» Direction 1:
Using the notes on Python and Jupyter, decide whether each statement agrees with them: (a) the decorator symbol can be used as of Python 2.4; (b) sparse matrices give a speed up for Decision Tree based algorithms; (c) a chosen port number is passed to `jupyter-notebook` with a `--port` option. Answer yes or no for each, and quote the deciding words.
» Direction 2:
Translate this sentence from the notes on Python and Jupyter into Spanish: "This is done only after you defined your_function"

*** Source text

There are two option to wrap `time_report_wrapper` around `your_function`.


In [None]:
# You can either do:
def your_function():
    {awesome code here}

your_function = time_report_wrapper(your_function)
# This is done only after you defined your_function

In [None]:
# Or use the decorator symbol (as of python 2.4)
@time_report_wrapper
def your_function():
    {awesome code here}
# I.e, you just "decorate" your_function with the wrapper.

## Mapping  
Adding arguement to a map by creating new function.  
E.g assuming a function `mapfunc` that takes an argument `myarg`  

In [None]:
from functools import partial

mapfunc = partial(my_function, myarg=myarg)
map(mapfunc, values)

## Copying

In [None]:
from copy import deepcopy
whatever = deepcopy(whatever_original)

## `numpy` 

In [None]:
# number of bytes
np.array([1, 2, 3]).nbytes

## `scipy`

In [None]:
# sparse matrix
from scipy.sparse import csr_matrix
sparse_dataset = csr_matrix(dataset) # dataset could be a DataFrame

# f sparse (many zeros), two advantages:
# (1) substantial reduciton in size
# (2) substantial reduction in calculation time (no need for 0*0 calculations)

# blog (https://dziganto.github.io/Sparse-Matrices-For-Efficient-Machine-Learning/)
# shows speed ups for Naive Bayes, SVM, Logistic Regression. No speed up for Decision Tree based algorithms.
# (but will have size reduction)

In [None]:
# interpolating 1D
from scipy.interpolate import interp1d
fcubic = interp1d(x, y, kind='cubic')

y_new = fcubic(x_new)

## Timing


In [None]:
%timeit a = 'a'

# Jupyter
[jupyter ReadTheDocs](http://jupyter-notebook.readthedocs.io/en/stable/)  
[jupyterlab](http://jupyterlab.readthedocs.io/en/stable/index.html)

**Running**   
On bash line `jupyter-notebook`  
or if you have a port number in mind (e.g 9039):   
`jupyter-notebook --port=9039`     

**Extensions**  
See [`jupyter_contrib_nbextensions`](https://github.com/ipython-contrib/jupyter_contrib_nbextensions)  

**Embedding Image**    
In Markdown mode:  
`![title](./example_graph.png)`    

[Tutorial with advanced tips/tricks](https://blog.dominodatalab.com/lesser-known-ways-of-using-notebooks/)

******
*** Data excerpts

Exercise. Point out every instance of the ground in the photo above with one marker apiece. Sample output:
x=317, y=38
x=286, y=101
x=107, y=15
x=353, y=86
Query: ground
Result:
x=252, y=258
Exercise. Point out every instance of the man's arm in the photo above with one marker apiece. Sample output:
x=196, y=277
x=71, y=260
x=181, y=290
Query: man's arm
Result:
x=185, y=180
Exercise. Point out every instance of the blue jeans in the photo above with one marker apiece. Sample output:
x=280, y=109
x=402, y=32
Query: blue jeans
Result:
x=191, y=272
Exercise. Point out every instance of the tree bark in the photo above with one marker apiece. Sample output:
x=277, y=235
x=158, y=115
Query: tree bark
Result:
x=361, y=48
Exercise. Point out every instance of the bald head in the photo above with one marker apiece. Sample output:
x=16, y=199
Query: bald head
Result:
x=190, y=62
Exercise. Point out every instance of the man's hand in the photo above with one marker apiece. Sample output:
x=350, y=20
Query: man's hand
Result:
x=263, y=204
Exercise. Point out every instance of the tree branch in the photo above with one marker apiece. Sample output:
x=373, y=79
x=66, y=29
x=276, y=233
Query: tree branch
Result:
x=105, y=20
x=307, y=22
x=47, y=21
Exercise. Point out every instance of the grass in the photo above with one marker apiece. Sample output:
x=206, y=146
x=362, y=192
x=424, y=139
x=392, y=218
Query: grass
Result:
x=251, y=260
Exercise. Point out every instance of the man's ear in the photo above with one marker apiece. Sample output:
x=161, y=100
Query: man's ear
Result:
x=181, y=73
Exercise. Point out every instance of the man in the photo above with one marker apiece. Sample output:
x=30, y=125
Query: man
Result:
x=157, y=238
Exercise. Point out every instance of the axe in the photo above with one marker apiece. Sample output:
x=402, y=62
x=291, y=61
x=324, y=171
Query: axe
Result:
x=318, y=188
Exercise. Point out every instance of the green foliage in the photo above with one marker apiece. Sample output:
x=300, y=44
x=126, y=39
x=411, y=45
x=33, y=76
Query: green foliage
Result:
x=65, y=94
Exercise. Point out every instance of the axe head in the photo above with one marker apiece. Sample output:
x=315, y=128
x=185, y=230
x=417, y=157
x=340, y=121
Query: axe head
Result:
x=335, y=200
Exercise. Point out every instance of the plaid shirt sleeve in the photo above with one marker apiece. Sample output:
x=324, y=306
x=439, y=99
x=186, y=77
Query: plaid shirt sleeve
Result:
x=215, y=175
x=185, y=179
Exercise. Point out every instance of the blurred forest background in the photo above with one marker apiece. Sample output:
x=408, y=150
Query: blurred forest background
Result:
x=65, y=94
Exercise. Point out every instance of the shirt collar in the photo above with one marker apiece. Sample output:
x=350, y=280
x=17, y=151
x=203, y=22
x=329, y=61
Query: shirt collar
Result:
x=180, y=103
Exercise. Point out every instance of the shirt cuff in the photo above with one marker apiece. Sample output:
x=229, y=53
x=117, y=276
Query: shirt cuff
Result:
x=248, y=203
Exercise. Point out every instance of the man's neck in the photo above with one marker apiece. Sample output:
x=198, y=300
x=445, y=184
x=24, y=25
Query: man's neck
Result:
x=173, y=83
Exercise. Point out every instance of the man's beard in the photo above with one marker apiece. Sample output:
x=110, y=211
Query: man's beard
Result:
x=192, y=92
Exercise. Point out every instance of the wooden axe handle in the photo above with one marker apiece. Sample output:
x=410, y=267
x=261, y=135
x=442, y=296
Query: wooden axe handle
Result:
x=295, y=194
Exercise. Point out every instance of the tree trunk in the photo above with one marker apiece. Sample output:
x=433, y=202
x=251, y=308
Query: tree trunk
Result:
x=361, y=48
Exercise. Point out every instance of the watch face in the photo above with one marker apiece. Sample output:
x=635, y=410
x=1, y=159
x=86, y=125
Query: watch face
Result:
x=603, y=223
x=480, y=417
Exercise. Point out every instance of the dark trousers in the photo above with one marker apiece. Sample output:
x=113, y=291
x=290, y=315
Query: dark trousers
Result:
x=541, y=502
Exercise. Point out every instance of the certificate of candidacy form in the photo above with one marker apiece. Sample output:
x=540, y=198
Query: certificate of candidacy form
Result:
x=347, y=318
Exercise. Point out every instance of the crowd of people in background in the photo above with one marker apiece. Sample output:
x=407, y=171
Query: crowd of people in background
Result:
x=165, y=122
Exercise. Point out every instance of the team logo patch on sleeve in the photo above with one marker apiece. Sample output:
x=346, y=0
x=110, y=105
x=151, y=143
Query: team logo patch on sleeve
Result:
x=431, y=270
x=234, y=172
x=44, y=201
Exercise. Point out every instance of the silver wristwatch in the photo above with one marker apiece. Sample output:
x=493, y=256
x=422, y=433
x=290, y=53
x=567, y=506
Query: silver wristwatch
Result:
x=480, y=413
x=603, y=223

******

» Complete answer 1:
(a) Yes: "Or use the decorator symbol (as of python 2.4)"
(b) No: "No speed up for Decision Tree based algorithms."
(c) Yes: "jupyter-notebook --port=9039"

» Complete answer 2:
Esto se hace solo después de haber definido your_function